* Work instruction 1
In the text about moving AT&T service, what did the package that arrived on June 11 contain?
* Work instruction 2
Extend the text about moving AT&T service by writing the next part, picking up after its last sentence.

* Given text
▶
Net Loss

The plan could not have been simpler.  I had just signed an extension to my AT&T wi-fi/Internet plan, at a really good rate (with the most advantageous bandwidth / channel compatibility / cost compromise*), so I just wanted to continue the plan at my new address.

“Switch the exact same plan from #2109 Old Town to #714 New Town,” was my description of my situation.
“No problem at all,” saith AT&T, “because the previous tenant at #714 was an AT&T customer, and we show all the necessary equipment is already in place.”
“So I need to cancel my existing account at #2109 for June 12, and schedule an installation appointment for my new service on June 13?”
“Precisely.  And you won’t need an installation appointment because the basic framework is already in place;  we’ll just send you your new equipment — it will arrive on June 12 — and all you’ll have to do is plug it in, turn it on, and your new service will begin at 2:00pm on June 13.”

How excellent, thinks I — but you may recall my words prior to the move:  “From long and bitter experience, I expect that despite all my careful planning, AT&T is somehow going to cock things up so I might be Internet-free for the next couple of days.”

Which they duly did. On June 11 I received a package from AT&T which contained only a power supply and two connecting cables.  No router, but “Aha!” thinks I, “I’ll just be able to use my existing router;  how convenient.”
◀
* Entries supplied
▶
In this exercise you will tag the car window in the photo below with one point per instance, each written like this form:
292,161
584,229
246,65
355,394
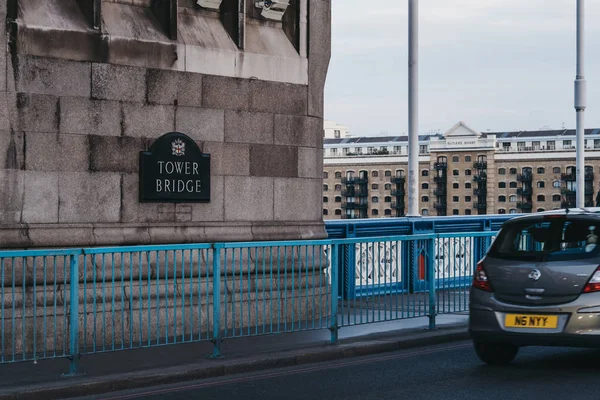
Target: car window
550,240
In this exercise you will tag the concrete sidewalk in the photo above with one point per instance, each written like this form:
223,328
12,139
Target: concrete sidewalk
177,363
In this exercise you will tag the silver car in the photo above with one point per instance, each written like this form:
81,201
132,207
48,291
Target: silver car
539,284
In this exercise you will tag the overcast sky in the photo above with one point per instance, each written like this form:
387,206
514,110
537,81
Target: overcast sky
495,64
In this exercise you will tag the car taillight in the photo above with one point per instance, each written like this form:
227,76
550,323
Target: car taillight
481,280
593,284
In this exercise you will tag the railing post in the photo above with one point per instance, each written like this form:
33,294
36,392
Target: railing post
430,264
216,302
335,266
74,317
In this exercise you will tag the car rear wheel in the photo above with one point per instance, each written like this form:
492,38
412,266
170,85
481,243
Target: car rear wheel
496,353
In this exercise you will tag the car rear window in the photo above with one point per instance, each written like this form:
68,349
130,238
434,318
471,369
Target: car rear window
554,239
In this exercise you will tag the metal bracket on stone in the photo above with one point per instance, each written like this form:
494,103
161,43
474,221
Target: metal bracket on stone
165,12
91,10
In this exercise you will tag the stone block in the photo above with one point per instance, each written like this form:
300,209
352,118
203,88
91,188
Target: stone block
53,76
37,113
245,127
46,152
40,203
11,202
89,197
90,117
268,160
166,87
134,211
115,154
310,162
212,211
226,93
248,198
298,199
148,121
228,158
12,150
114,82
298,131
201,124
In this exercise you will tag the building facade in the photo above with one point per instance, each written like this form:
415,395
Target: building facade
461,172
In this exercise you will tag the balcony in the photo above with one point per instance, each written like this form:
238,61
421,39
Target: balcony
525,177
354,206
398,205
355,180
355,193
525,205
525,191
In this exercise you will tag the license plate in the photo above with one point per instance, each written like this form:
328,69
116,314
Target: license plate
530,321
◀
▶
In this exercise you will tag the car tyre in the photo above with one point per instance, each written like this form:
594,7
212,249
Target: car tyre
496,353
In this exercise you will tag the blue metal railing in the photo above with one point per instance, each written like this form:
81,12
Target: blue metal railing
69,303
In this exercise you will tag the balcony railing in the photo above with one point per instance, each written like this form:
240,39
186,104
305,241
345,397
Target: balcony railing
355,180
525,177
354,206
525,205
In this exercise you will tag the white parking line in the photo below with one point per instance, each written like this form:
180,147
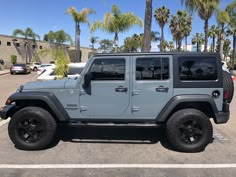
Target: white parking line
◀
▶
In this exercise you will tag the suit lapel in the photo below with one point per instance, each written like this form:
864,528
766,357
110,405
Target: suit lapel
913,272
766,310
◀
* Response box 1
Only a power supply and two connecting cables.

* Response box 2
So Thursday morning June 13 was spent moving the remaining furniture from #2109 to #714, which cost only a tad more than $500 because New Wife and I had already  moved almost everything across during the two prior weeks, leaving only the stuff we couldn’t physically move ourselves.  All was done long before midday, whereupon I set about plugging in the router and so on, to get wifi.  I even delayed it a couple of hours until the promised 2:00pm activation time.

Except that when I eventually found the connection box, it was in the bedroom closet (hidden behind the door), and the box bore absolutely no relation to any of the equipment AT&T said was necessary to plug anything into.

So I called AT&T Customer WiFi service, after going through the usual phone-tree “press 1 for this and press 6 for that” which I bypassed simply by screaming “OPERATOR!” whenever thus prompted.  Eventually I got though to a very nice young man named Kevin — a real Kevin from the Midwest and not some fake “Kevin” from Kolkata or Manila, which was nice.  He looked up my situation and insisted that I should have no problem just plugging everything in.  So I took photos of the existing box, and texted them to him.

For the first time, a crack started to show.

“Are you sure that’s the only box you have there?”
“Yup.  If you want, I can do a brief tour of the entire apartment, and take pics of every single power outlet or tech point.”
“No no, that won’t be necessary.  What router did we send you?”
“There wasn’t a router, any router,” and I showed him pics of not only the contents but also the package which had contained the cables.
“Oh, ummm it looks as though we’ll have to schedule an installation appointment for you.”
“For this afternoon?” I inquired casually.
“Ummm no, we have no available slots today,” but before I could begin the Bad Language, he added hastily, “but I can send you a technician tomorrow morning, between 8am and 12pm.”

Okay, I agreed to that, but warning him (remember, “This call may be monitored for training and quality control purposes” ) that if the techie didn’t show up, my next call would be to another provider, like Spectrum.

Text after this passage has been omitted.